El mes pasado el gobierno de Donald Trump despidió a la doctora Carla Hayden, directora de la Biblioteca del Congreso, la primera mujer negra en ocupar dicho cargo y, siendo francos, la primera profesional en bibliotecología de cualquier raza o género en ocupar ese cargo en 60 años. La echaron porque el gobierno de Trump está en desacuerdo con las políticas de diversidad, equidad e inclusión que la doctora Hayden implementó en la biblioteca, pero también probablemente por haber sido la voz principal de la Asociación de Bibliotecas de Estados Unidos en contra del Patriot Act. Hayden fue nombrada Mujer del Año en 2003 y recibió la noticia con incredulidad: «¿Están seguros? ¿Una bibliotecóloga?». Cuando la entrevistaron a raíz de esta distinción, dijo: «Las bibliotecas son una piedra angular de la democracia, donde la información es gratuita y está disponible para todos por igual. La gente tiende a dar eso por sentado y no se da cuenta de lo que está en juego cuando se pone en riesgo». Y agregaba que el estereotipo de las mujeres bibliotecarias había cambiado desde fines del siglo XIX, cuando se las consideraba aptas para ese trabajo por tener paciencia, por su propensión a los rituales repetitivos, por poder estar sentadas un montón de tiempo y por no causar problemas. «En estos días vemos la evolución desde aquel estereotipo de mujeres y hombres. Somos activistas, comprometidos con los aspectos sociales del trabajo en las bibliotecas. Ahora somos luchadores por la libertad y causamos problemas. Y ya no nos quedamos sentados quietos.»3

Aprovechemos, entonces, que de pronto parece haber miles de personas interesadas en las bibliotecas y los bibliotecólogos para decir esto: la asociación que los nuclea cumple 80 años y en Cinemateca hay un ciclo de películas que los celebra. Pueden ir hoy a ver la impresionante Ex Libris: la biblioteca pública de Nueva York, en la que queda cristalinamente clara la función social que cumplen estas instituciones, o mañana, a rever El nombre de la rosa. Pero mejor aún, pueden comprar una entrada a beneficio de la ABU44 para la función del domingo de La biblioteca (The Public) y aprovechar para agradecerles en persona por la ayuda y la orientación que nos brindaron siempre, pero también por su sostenido compromiso con la libertad.

Datos proporcionados
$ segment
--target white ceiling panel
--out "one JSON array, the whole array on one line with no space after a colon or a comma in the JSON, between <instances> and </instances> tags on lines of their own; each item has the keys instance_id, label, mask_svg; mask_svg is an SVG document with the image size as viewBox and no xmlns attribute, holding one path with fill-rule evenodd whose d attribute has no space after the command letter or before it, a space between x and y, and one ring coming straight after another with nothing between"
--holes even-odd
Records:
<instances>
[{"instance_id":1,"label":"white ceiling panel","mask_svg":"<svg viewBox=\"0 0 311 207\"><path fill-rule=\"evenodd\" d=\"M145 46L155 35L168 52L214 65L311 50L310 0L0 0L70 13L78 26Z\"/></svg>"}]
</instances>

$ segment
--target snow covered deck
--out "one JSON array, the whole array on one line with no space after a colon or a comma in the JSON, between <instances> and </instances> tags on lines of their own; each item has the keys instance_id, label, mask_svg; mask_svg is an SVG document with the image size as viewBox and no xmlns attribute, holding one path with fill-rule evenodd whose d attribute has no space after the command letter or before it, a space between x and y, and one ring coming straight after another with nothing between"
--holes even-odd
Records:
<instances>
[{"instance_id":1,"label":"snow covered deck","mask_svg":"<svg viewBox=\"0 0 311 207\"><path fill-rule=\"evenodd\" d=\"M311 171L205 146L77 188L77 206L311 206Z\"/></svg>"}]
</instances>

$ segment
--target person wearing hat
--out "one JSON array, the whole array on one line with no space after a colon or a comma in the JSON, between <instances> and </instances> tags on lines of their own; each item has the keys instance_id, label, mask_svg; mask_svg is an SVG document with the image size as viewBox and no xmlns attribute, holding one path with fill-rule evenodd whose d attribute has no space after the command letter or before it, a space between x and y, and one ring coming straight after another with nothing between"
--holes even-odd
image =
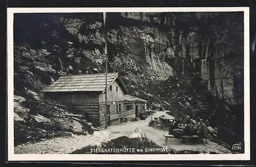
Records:
<instances>
[{"instance_id":1,"label":"person wearing hat","mask_svg":"<svg viewBox=\"0 0 256 167\"><path fill-rule=\"evenodd\" d=\"M203 143L203 140L205 139L205 142L207 142L207 137L208 135L208 128L204 123L203 122L203 120L200 119L199 120L200 122L200 128L198 130L198 136L201 142Z\"/></svg>"},{"instance_id":2,"label":"person wearing hat","mask_svg":"<svg viewBox=\"0 0 256 167\"><path fill-rule=\"evenodd\" d=\"M195 129L196 129L197 130L199 130L199 128L200 128L201 124L199 120L197 120L197 122L196 123L195 125Z\"/></svg>"}]
</instances>

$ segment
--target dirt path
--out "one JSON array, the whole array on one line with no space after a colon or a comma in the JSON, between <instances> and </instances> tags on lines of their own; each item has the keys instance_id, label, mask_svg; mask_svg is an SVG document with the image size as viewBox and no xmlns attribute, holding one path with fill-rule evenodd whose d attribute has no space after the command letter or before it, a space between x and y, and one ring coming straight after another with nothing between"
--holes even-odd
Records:
<instances>
[{"instance_id":1,"label":"dirt path","mask_svg":"<svg viewBox=\"0 0 256 167\"><path fill-rule=\"evenodd\" d=\"M158 112L152 117L158 117L161 115L171 117L165 112ZM193 145L181 143L177 138L169 138L167 146L164 145L165 138L163 135L167 131L154 129L147 126L151 117L145 120L124 123L108 127L108 129L95 131L93 135L77 135L73 137L57 137L36 143L22 144L14 147L15 154L67 154L75 150L89 145L99 145L121 136L129 136L133 133L136 127L140 128L146 135L152 138L157 144L164 147L169 147L177 150L189 150L199 151L200 152L216 152L220 153L228 153L230 151L222 146L209 141L208 144Z\"/></svg>"}]
</instances>

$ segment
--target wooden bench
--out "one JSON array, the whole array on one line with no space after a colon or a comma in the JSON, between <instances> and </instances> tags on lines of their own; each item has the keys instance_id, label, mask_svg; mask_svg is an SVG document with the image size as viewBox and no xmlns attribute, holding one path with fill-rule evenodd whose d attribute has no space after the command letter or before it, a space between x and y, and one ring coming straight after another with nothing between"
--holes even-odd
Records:
<instances>
[{"instance_id":1,"label":"wooden bench","mask_svg":"<svg viewBox=\"0 0 256 167\"><path fill-rule=\"evenodd\" d=\"M174 136L172 134L164 134L163 136L165 137L165 145L167 145L168 142L168 138L174 137Z\"/></svg>"},{"instance_id":2,"label":"wooden bench","mask_svg":"<svg viewBox=\"0 0 256 167\"><path fill-rule=\"evenodd\" d=\"M193 135L193 136L183 135L183 136L180 136L180 138L185 139L185 142L186 142L187 138L198 138L199 136L197 135Z\"/></svg>"}]
</instances>

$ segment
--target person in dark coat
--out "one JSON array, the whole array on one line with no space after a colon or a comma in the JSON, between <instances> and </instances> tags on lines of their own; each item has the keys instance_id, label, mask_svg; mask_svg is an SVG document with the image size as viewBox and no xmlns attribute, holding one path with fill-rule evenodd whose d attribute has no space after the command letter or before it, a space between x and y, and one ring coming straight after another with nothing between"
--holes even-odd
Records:
<instances>
[{"instance_id":1,"label":"person in dark coat","mask_svg":"<svg viewBox=\"0 0 256 167\"><path fill-rule=\"evenodd\" d=\"M169 134L173 134L173 130L178 129L179 127L178 125L180 123L179 120L176 120L174 124L170 124L170 126L169 127Z\"/></svg>"}]
</instances>

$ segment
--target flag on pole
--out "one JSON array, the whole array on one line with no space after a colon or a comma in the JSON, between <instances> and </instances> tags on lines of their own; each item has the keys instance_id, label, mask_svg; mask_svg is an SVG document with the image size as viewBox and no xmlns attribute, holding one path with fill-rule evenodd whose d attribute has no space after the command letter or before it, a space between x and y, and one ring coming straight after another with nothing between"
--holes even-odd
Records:
<instances>
[{"instance_id":1,"label":"flag on pole","mask_svg":"<svg viewBox=\"0 0 256 167\"><path fill-rule=\"evenodd\" d=\"M106 51L106 39L107 39L107 32L106 29L106 12L103 12L103 18L104 20L104 26L105 26L105 54L107 54L108 52Z\"/></svg>"}]
</instances>

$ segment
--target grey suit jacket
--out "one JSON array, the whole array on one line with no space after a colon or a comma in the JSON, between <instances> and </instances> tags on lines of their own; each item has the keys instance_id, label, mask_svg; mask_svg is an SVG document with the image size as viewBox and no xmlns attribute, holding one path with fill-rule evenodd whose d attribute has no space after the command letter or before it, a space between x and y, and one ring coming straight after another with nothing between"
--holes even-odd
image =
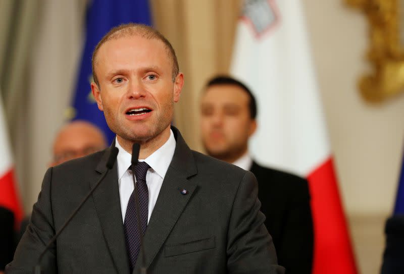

Por hacer
**A.** Indica si cada una de estas afirmaciones concuerda con el texto sobre Carla Hayden: (i) Hayden fue nombrada Mujer del Año en 2003; (ii) Hayden fue la primera profesional en bibliotecología en ocupar la dirección de la Biblioteca del Congreso en 80 años; (iii) la función de La biblioteca (The Public) a beneficio de la ABU es el sábado.
**B.** Copia del texto sobre Carla Hayden el fragmento que empieza en las palabras "Aprovechemos, entonces, que" y termina después de "con la libertad.".
**C.** Según el texto sobre Carla Hayden, ¿cuántos años cumple la asociación que nuclea a los bibliotecólogos?
El listado no interviene en nada de esto.

Soluciones
**A.**
(i) Sí: «Hayden fue nombrada Mujer del Año en 2003».
(ii) No: «la primera profesional en bibliotecología de cualquier raza o género en ocupar ese cargo en 60 años».
(iii) No: «para la función del domingo de La biblioteca (The Public)».

**B.**
Aprovechemos, entonces, que de pronto parece haber miles de personas interesadas en las bibliotecas y los bibliotecólogos para decir esto: la asociación que los nuclea cumple 80 años y en Cinemateca hay un ciclo de películas que los celebra. Pueden ir hoy a ver la impresionante Ex Libris: la biblioteca pública de Nueva York, en la que queda cristalinamente clara la función social que cumplen estas instituciones, o mañana, a rever El nombre de la rosa. Pero mejor aún, pueden comprar una entrada a beneficio de la ABU44 para la función del domingo de La biblioteca (The Public) y aprovechar para agradecerles en persona por la ayuda y la orientación que nos brindaron siempre, pero también por su sostenido compromiso con la libertad.

**C.** Cumple 80 años.